* **Dataset**
§ §

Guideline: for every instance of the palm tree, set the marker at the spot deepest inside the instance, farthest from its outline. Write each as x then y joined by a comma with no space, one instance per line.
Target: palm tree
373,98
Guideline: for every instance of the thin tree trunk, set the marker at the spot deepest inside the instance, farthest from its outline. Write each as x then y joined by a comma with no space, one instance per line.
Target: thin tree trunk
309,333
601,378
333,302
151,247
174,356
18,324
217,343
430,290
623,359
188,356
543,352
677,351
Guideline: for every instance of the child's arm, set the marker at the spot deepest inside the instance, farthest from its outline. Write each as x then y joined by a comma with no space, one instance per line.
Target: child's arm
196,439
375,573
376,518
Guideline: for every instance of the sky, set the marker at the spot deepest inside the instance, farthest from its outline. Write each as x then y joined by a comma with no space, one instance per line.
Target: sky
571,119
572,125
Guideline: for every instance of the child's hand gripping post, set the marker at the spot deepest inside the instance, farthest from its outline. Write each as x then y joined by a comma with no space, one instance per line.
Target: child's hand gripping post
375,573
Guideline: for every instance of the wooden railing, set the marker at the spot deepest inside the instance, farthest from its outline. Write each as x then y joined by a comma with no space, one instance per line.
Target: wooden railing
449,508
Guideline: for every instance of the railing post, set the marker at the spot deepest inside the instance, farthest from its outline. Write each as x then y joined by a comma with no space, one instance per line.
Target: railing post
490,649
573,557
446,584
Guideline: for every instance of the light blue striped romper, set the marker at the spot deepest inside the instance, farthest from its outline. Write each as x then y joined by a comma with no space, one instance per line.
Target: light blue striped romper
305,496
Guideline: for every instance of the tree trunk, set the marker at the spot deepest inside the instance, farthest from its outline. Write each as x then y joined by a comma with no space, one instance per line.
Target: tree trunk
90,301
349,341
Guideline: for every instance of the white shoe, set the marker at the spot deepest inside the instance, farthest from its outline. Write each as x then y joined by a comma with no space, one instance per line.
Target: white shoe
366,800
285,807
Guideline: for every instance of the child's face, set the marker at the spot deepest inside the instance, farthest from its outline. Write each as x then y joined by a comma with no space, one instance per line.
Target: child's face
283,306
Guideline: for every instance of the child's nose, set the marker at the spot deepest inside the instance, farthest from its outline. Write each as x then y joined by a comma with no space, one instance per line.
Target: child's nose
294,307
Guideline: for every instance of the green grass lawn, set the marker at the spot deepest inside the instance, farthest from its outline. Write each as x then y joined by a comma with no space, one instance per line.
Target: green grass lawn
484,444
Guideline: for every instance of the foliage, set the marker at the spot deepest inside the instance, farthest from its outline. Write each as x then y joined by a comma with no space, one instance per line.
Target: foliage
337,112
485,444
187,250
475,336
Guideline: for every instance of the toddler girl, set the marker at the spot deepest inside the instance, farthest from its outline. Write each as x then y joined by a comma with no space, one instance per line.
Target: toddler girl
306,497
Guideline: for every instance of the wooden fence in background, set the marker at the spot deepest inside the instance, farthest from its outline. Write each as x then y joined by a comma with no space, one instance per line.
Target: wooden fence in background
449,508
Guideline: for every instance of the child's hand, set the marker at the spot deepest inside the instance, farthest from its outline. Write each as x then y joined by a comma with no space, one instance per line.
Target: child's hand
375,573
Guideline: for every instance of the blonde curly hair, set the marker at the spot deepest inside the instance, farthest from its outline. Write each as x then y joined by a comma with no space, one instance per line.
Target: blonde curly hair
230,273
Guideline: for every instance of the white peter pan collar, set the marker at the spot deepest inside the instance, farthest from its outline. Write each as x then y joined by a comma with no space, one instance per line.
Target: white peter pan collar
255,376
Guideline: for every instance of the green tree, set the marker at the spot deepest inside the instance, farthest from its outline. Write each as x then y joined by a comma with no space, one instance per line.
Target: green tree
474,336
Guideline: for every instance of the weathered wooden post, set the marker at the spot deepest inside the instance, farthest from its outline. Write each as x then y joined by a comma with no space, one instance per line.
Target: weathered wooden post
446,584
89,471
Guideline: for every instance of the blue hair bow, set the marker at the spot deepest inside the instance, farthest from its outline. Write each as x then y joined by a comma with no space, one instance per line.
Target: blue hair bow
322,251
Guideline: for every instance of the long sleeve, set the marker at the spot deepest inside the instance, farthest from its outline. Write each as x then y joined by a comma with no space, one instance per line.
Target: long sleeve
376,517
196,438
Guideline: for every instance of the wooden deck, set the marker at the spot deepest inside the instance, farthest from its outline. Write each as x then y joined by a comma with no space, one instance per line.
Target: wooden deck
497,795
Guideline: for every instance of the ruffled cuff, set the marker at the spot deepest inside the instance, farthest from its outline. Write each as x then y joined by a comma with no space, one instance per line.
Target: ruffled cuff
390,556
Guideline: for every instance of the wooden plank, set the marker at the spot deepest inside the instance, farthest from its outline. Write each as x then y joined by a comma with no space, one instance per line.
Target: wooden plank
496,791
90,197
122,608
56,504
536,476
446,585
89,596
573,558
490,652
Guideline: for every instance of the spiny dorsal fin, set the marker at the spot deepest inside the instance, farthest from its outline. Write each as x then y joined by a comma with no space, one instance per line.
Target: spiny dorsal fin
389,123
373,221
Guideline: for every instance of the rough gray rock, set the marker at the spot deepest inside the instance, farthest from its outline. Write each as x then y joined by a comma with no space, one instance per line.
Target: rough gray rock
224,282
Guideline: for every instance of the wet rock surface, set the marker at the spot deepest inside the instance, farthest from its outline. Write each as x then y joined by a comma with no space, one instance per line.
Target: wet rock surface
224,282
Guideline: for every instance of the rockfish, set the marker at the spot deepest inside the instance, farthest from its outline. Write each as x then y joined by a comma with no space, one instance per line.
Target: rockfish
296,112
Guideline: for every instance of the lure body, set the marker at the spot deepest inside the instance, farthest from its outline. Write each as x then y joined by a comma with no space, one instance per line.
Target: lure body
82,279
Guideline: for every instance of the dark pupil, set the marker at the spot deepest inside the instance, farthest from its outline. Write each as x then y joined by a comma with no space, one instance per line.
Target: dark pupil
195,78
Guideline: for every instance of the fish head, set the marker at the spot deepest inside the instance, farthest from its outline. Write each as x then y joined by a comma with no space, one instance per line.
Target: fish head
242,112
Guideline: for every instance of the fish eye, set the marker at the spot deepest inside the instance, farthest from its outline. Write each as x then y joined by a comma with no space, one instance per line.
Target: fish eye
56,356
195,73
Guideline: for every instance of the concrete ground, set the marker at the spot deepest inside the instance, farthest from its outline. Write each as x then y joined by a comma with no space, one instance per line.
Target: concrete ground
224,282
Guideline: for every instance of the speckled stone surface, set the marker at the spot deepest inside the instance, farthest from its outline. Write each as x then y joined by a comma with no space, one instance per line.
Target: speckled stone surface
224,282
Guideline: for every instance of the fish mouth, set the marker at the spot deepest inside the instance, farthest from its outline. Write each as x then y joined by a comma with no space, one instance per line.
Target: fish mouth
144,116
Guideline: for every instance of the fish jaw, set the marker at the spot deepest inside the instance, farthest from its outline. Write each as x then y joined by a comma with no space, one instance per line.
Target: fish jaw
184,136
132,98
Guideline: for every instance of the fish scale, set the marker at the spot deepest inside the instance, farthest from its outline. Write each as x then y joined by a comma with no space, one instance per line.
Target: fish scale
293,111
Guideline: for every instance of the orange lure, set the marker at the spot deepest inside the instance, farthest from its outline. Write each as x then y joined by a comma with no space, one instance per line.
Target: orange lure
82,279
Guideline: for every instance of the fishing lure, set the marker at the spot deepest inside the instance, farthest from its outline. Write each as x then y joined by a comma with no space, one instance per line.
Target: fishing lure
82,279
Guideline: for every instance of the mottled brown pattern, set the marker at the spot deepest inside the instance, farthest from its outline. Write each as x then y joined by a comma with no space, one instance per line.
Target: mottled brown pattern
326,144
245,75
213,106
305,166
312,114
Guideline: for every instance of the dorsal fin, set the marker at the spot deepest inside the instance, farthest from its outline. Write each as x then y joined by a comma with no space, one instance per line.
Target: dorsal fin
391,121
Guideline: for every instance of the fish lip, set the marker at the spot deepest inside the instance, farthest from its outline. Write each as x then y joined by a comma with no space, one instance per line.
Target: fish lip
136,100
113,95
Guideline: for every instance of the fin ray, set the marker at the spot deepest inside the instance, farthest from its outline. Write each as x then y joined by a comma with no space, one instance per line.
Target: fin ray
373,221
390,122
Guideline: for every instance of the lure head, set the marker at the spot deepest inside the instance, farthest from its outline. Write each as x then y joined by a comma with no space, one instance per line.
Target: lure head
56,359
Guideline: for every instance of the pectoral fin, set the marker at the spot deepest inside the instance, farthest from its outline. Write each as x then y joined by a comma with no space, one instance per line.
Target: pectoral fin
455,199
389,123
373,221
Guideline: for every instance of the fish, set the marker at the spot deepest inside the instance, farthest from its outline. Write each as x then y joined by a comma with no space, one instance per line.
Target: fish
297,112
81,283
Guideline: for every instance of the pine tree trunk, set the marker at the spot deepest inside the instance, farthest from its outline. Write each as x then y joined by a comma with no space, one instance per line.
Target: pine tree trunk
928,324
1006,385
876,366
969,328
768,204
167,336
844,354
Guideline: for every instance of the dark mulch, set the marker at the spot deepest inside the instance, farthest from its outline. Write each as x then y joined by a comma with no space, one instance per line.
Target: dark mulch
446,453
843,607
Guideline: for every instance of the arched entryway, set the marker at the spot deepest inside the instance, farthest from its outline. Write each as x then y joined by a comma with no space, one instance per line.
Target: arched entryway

§ §

* **Exercise objective**
The reply should hold only the lines from the first line of the listing above through the line with "Guideline: for every instance of the thin", each copied exactly.

* **Reply**
Guideline: for every instance of the palm tree, set the marker at the spot deepest inside the instance, farthest from its outline. Write each as x then y joined by a comma with no space, one instance per line.
Target: palm tree
373,98
Guideline: for every instance of the thin tree trunk, set the marker at the spot deepest inside the instance, farthest from its outline. Write each as x then y joined by a comma with no space, one instance per line.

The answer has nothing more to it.